**Provided information**
**********

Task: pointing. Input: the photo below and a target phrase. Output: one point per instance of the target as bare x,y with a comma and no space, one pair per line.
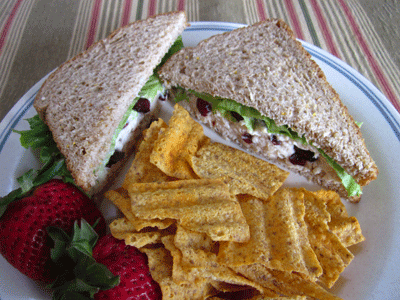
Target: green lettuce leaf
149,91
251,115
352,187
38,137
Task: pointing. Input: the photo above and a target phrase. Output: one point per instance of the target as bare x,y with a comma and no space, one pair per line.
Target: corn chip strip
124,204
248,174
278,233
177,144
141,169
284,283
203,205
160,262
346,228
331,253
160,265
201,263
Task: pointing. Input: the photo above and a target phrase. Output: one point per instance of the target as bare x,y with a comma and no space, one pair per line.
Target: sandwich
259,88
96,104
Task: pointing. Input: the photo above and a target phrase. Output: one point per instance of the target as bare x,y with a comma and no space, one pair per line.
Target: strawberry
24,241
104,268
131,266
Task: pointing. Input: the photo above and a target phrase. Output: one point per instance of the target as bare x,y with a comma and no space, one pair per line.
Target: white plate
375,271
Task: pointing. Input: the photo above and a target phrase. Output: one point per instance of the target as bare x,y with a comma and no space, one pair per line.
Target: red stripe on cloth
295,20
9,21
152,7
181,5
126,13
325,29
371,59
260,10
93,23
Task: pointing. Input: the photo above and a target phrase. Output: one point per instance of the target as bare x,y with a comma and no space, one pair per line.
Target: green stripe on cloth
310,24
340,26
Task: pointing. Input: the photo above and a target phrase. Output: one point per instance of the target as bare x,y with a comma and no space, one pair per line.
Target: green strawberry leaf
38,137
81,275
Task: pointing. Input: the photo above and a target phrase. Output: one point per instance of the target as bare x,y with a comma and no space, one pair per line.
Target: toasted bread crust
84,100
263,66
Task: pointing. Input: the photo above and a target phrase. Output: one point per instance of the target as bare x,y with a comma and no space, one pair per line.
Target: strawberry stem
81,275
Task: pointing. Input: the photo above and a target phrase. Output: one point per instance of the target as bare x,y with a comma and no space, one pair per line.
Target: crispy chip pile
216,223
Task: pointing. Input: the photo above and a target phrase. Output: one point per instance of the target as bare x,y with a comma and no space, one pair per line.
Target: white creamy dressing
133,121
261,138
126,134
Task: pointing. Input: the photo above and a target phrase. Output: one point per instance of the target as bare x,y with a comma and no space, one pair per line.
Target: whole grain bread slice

**********

**About this exercise**
Restate the full listing verbatim and drop every picture.

**Result for this task**
Task: pointing. Input: the photo below and a target phrase. Output: one point per instance of the target as bare x,y with a comma and no space, one pair per line.
Target: green lettuce leaf
149,91
251,115
352,187
38,137
Task: pointing. Input: the photo above and a target phrase. Output: one point per instance of the target as bare x,y with a comma and no space, one pair per line.
Target: corn chip strip
124,204
248,174
278,233
177,144
141,169
284,283
203,205
160,262
346,228
331,253
160,265
201,263
Task: pointing. Input: the photo above and a target phrase. Output: one point per instance of the target as bare x,y with a comma and no space, one pair per line.
Target: sandwich
259,88
96,104
Task: pointing. Input: the photo above and a target phrase. Output: one point per instance of the target as bare x,y with a comma and no space, one pair per line.
Target: strawberry
24,241
104,268
131,266
Task: pointing. Input: the photo above and a target phrase. Output: one point per instance of the target as bare x,y with a comma and no space, one pair per line.
Target: white plate
375,271
Task: pointing. Input: the photo above and a target phrase. Output: one point per instance of the target as bare x,y with a comma and no space, one pair per line.
Target: red stripe on cloth
295,20
9,21
152,7
181,5
126,13
325,29
371,59
260,10
93,23
Task: pointing. Input: the photo above and a target phrase. Output: one point per instance of the target as bare x,y with a comma and no space, one pair per line.
Target: green stripe on cloth
310,24
340,26
Task: pointing. Input: the photo above and a target phrase. Output: one point per instance of the target as bare x,y with a comma and no space, one pair per line.
Target: green strawberry leaf
38,137
81,275
Task: pointing. Input: the photo above and a target phrase. Output: one point per instance of the target as bare x,y with a comma and no space, one pair per line.
Target: toasted bread crust
84,100
263,66
Task: pointing. Input: the photo above and a target phrase. Output: one point per instance of the target as bare x,y with a comma and no space, one pair per line.
Target: strawberry stem
81,275
Task: pointing. Input: the photo above and a target phrase. Output: one point per instance of the target as bare x,y with a comma and no space, one pair per line.
Target: crispy chip pile
216,223
Task: pointing. Input: the photo above and a target phrase. Output: one point per instance of the target as bare x,y with a comma and no space, one pair per line.
Target: white creamy dressing
133,121
261,138
126,134
Task: pointing. Input: the photo above and a target phrase. Output: one point per instance of the target as bare x,y with a comma and no space, one pair per line.
Target: whole grain bread slice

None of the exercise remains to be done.